(INSTRUCTIONS FOR THE TASK): Below are the records; repeat them in full, exactly.

(Stored data entries):

§ §

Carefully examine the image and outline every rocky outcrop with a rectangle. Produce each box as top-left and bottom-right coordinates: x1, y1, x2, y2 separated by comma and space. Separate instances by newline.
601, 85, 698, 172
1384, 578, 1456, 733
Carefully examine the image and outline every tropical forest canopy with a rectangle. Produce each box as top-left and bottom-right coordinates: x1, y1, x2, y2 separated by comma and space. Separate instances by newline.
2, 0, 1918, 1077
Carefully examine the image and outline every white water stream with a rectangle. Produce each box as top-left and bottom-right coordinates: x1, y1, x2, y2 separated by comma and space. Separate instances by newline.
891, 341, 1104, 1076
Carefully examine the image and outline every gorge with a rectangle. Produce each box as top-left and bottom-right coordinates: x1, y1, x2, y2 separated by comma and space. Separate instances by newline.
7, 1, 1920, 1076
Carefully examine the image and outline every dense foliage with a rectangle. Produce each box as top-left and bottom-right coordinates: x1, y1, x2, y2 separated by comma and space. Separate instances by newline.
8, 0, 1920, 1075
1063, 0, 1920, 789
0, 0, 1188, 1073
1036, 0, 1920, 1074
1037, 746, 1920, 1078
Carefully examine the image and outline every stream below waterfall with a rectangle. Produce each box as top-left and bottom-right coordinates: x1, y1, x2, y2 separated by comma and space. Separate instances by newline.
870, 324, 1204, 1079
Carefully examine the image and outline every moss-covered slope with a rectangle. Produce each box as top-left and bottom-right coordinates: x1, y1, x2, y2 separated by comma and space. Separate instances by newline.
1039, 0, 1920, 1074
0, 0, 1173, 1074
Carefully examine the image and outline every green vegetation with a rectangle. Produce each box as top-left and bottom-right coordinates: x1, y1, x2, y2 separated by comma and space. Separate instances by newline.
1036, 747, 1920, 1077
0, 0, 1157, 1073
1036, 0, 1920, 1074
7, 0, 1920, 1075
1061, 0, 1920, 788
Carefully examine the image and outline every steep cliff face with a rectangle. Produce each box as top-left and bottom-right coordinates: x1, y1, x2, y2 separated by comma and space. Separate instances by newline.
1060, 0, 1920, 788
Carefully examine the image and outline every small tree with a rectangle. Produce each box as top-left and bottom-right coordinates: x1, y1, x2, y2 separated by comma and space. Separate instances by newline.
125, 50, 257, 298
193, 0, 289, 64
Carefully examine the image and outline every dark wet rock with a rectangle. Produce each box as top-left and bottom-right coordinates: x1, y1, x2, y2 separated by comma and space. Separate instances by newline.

§ §

(PROBLEM SOLUTION):
Carefully examine the image and outline every rocky outcrop with a rectangle. Produce each box as top-left and bottom-right coordinates: x1, y1, x2, y2 separated by comma and space. Separate instances by newline.
601, 85, 698, 172
1384, 578, 1456, 733
Carefully examine the image and outline every tropical forest canopy with a rectangle. Produce each box as top-left and bottom-right coordinates: x1, y1, x2, y2 separated by comma and space. Separate instances by newline.
2, 0, 1918, 1077
Carefully examine the image and outline every white water stream with a rectangle. Produce each box as top-left and bottom-right coordinates: x1, y1, x2, y2 separated by comma and space. Separate instances by newline.
891, 341, 1104, 1076
Carefully examine the image and outline every gorge with a rectangle. Produce each box as top-left and bottom-right coordinates: x1, y1, x2, y2 separated by comma and space. Separate instances by newline.
7, 1, 1920, 1076
Carefully examine the image and outline every dense foliage with a rectangle. Produce each box as top-left and bottom-right coordinates: x1, y1, x2, y2 separated by comma and space. Separate instances by newline.
8, 0, 1920, 1075
1063, 0, 1920, 789
0, 0, 1188, 1073
1036, 0, 1920, 1074
1037, 746, 1920, 1078
Carefully examine the image and outline every stream below waterfall with a rectangle. Produce each box as top-left and bottom-right coordinates: x1, y1, x2, y2 separated by comma and space. Separate instances by newline.
870, 324, 1204, 1079
Carefully examine the image and outline every moss-covered slope with a rectangle. Produce each box as top-left and bottom-right coordinates: x1, y1, x2, y2 separated by comma and space. Separate instances by newline.
1039, 0, 1920, 1074
0, 0, 1173, 1074
Carefully examine the image and outline every green vegetation with a rectangle. Produce each box as top-left and bottom-right coordinates: x1, y1, x2, y2 separated by comma and space. Separate instances by newline.
1036, 747, 1920, 1077
0, 0, 1157, 1073
1036, 0, 1920, 1074
7, 0, 1920, 1075
1061, 0, 1920, 788
Carefully examine the image and outline every steep cliff face with a rectangle. Produce each box as top-left and bottom-right coordinates: x1, y1, x2, y2 separated by comma and space. Separate instances by newline.
1060, 0, 1920, 788
Carefully examine the image and outline every small tree with a rectangle. Produce each box as top-left and bottom-right coordinates: x1, y1, x2, y2 separated by comma and space. Separate instances by newline.
125, 50, 257, 298
193, 0, 289, 64
Carefully examine the image and outline every dark wet rock with a rectangle. Produce each box as top-left and bottom-right coordinates: x1, y1, x2, y2 separated by comma and space. Separate instances by newline.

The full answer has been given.